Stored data
____

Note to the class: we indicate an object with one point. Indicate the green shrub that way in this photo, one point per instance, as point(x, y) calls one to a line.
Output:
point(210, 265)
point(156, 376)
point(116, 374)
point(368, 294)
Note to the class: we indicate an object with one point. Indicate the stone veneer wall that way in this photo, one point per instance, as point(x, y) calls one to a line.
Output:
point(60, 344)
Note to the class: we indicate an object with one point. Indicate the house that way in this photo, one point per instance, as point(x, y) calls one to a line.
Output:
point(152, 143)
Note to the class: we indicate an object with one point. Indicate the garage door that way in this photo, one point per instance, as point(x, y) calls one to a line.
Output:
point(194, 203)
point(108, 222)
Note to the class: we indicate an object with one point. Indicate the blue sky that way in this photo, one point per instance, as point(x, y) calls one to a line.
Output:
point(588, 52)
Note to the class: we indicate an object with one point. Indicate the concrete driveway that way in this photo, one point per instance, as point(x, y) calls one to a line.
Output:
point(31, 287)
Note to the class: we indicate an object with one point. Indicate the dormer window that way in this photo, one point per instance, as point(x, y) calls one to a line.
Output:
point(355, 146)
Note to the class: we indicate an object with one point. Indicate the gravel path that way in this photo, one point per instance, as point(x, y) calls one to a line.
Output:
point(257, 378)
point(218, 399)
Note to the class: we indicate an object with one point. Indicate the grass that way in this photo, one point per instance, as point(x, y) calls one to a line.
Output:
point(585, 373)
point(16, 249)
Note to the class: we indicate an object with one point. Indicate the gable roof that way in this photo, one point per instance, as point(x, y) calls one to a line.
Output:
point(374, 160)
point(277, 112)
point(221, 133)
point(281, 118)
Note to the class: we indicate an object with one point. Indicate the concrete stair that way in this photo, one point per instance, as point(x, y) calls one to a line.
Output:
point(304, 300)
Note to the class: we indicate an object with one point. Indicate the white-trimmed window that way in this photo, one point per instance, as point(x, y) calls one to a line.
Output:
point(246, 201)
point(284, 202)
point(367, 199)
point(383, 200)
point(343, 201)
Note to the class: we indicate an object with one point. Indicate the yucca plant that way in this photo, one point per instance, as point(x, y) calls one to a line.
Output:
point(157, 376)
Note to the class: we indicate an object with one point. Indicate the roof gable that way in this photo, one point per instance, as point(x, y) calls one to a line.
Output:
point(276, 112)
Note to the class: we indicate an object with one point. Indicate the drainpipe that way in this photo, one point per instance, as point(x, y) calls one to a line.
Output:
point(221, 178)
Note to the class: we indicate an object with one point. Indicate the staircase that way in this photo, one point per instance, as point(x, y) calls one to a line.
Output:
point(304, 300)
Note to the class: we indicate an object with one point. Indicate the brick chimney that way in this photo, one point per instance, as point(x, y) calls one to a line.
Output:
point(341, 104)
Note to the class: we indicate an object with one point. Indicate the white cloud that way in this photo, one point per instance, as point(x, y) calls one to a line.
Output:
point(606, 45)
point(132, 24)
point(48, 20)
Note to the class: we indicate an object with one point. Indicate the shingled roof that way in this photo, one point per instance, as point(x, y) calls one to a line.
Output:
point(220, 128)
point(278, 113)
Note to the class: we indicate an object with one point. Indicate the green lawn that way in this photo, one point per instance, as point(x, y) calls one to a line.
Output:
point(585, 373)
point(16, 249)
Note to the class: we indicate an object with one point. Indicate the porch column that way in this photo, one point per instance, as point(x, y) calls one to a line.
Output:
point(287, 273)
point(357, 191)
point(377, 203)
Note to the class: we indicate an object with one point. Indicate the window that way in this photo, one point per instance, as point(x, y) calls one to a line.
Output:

____

- [Work order] Among the lines above, return each one holding the string "gable".

- [Response area]
Note to the class: we indicate an object with one point. Indicate the gable roof that way in this photo, one point per instance, as point(x, y) calls one to a line.
Note to the class: we indicate an object with one point. Indicate the roof gable that way in this photo, one point per instance, as point(x, y) calls one to a line.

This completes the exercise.